** DATASET EXCERPTS **
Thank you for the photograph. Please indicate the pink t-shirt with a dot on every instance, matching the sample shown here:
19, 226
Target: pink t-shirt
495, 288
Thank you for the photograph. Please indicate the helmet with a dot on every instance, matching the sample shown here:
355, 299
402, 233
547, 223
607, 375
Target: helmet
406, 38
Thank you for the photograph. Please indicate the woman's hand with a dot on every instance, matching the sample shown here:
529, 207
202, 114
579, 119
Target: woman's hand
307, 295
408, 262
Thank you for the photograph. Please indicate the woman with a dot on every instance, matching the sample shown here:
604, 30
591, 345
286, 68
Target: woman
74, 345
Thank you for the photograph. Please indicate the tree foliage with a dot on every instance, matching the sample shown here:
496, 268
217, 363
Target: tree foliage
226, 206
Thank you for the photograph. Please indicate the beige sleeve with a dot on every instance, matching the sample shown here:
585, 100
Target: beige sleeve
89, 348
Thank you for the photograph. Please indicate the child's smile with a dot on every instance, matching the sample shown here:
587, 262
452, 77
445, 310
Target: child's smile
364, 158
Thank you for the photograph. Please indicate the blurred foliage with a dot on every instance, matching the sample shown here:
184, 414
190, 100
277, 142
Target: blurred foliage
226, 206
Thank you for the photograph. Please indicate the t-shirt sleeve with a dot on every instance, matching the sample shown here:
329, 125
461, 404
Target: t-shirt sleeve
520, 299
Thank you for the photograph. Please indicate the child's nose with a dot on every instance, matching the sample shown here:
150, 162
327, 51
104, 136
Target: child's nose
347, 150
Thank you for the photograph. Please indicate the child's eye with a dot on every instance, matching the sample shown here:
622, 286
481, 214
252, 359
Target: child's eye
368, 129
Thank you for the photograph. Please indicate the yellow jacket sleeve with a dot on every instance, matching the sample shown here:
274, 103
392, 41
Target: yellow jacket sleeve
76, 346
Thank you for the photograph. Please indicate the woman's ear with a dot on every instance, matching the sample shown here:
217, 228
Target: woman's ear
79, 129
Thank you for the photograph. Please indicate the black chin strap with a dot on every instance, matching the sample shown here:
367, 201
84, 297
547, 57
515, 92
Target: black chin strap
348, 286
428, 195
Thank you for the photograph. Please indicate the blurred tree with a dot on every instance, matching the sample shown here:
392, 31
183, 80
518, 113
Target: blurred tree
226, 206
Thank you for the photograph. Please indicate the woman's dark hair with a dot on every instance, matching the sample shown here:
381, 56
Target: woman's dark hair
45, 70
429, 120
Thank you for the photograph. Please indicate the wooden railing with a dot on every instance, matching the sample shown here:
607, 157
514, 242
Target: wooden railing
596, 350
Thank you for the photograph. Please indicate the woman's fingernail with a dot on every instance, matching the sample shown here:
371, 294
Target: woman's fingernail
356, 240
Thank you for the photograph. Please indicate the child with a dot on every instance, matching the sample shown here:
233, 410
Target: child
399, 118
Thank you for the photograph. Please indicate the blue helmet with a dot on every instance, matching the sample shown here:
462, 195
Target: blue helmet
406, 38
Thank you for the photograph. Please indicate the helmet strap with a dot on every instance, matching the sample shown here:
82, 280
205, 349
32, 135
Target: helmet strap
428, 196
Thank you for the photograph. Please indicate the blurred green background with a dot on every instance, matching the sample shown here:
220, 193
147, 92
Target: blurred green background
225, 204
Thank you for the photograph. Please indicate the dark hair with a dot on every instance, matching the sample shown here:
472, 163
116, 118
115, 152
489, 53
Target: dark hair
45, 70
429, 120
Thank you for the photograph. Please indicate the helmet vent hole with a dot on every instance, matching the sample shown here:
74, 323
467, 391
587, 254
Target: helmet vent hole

** THE TASK **
Every line above should be retyped exactly as given.

** SOLUTION TO THIS TASK **
Thank you for the photograph. Please indicate the pink t-shirt with a dot on every instance, matching the sample shown here:
19, 226
Target: pink t-shirt
495, 288
Thank you for the photograph. Please indicate the helmet with a dot on every instance, matching the sample shown here:
355, 299
402, 233
547, 223
607, 375
Target: helmet
406, 38
Thank you for the photograph. Please indicate the woman's hand with a dot on every instance, matching the sample shown here:
529, 207
202, 114
579, 119
Target: woman's hand
307, 295
408, 262
Thank you for the photograph. Please indicate the woman with a dot on every instance, matching the sample shown here:
604, 30
591, 345
286, 68
Target: woman
74, 345
Thank you for the photograph. Please indicate the tree foliage with a dot on every instance, matching the sample shown here:
496, 268
217, 363
Target: tree foliage
226, 206
Thank you for the photograph. Please indicate the beige sleeve with a dot on every instance, matching the sample shown here:
585, 100
Target: beige sleeve
89, 348
Thank you for the photograph. Please indicate the child's smile with a dot on every instance, matching the sample shown here:
587, 262
452, 77
445, 310
Target: child's smile
364, 158
Thank you for the photograph. Please indicate the blurred foliage with a dot on every instance, matching the sample shown here:
184, 414
190, 100
277, 142
Target: blurred foliage
226, 206
Thank you for the photograph. Please indicate the t-shirt sleeve with a dot on every instance, matching the sample shown here:
329, 125
461, 404
Target: t-shirt sleeve
520, 299
Thank you for the photograph. Please indicate the child's nose with a dot on every instance, matching the sample shown here:
150, 162
327, 51
104, 136
Target: child's nose
347, 150
Thank you for the photograph. Please indicate the child's eye with a dot on every instance, matching the sample shown here:
622, 286
481, 214
252, 359
Target: child's eye
368, 129
Thank you for the photograph. Please indicate the yellow jacket sleeve with a dot on every instance, matching the sample shown here:
274, 103
392, 41
Target: yellow jacket sleeve
76, 346
Thank you for the photograph. Please indicate the woman's ear with a dot on every instance, matching the sample shown here:
217, 228
Target: woman's ear
79, 129
Thank you for the photograph. Please indicate the black chin strap with a dot on every instance, matching the sample shown here:
367, 201
84, 297
547, 57
515, 92
Target: black chin strap
348, 286
428, 195
Thank you for the photograph. Please indicate the blurred tree with a dot on every instance, matching the sample shown here:
392, 31
183, 80
518, 113
Target: blurred tree
226, 206
Thank you for the photograph. Please indicate the woman's dark hair with a dot on every instance, matching the sample shown here:
381, 56
Target: woman's dark hair
45, 70
429, 120
Thank you for the photograph. Please indicate the wooden railing with a dot on every instance, matching the sample shown here:
607, 157
514, 242
Target: wooden railing
596, 350
Thank you for the photograph. Please indicate the woman's fingernail with a dot on every instance, matching the sample shown here:
371, 294
Target: woman's fingernail
356, 240
Thank you for the photograph. Please indicate the child with a dot on every instance, matching the sample shown here:
233, 410
Target: child
399, 118
Thank you for the photograph. Please indicate the blue helmet with a dot on every instance, matching the sample shown here:
462, 195
Target: blue helmet
406, 38
Thank you for the photograph. Please indicate the helmet strap with a dot on every instance, matching the sample shown here:
82, 280
205, 349
32, 135
Target: helmet strap
428, 196
Thank you for the photograph. Please indicate the blurred green background with a dot on every instance, matching the sample shown here:
220, 193
147, 92
Target: blurred green background
225, 204
Thank you for the photograph. Please indicate the dark hair with a dot on every instance, matching the sample shown here:
472, 163
116, 118
115, 152
489, 53
Target: dark hair
45, 70
429, 120
Thank you for the photograph. Please indicate the helmet vent hole with a dot on every instance, matching the sample shown here:
74, 323
467, 391
587, 254
Target: helmet vent hole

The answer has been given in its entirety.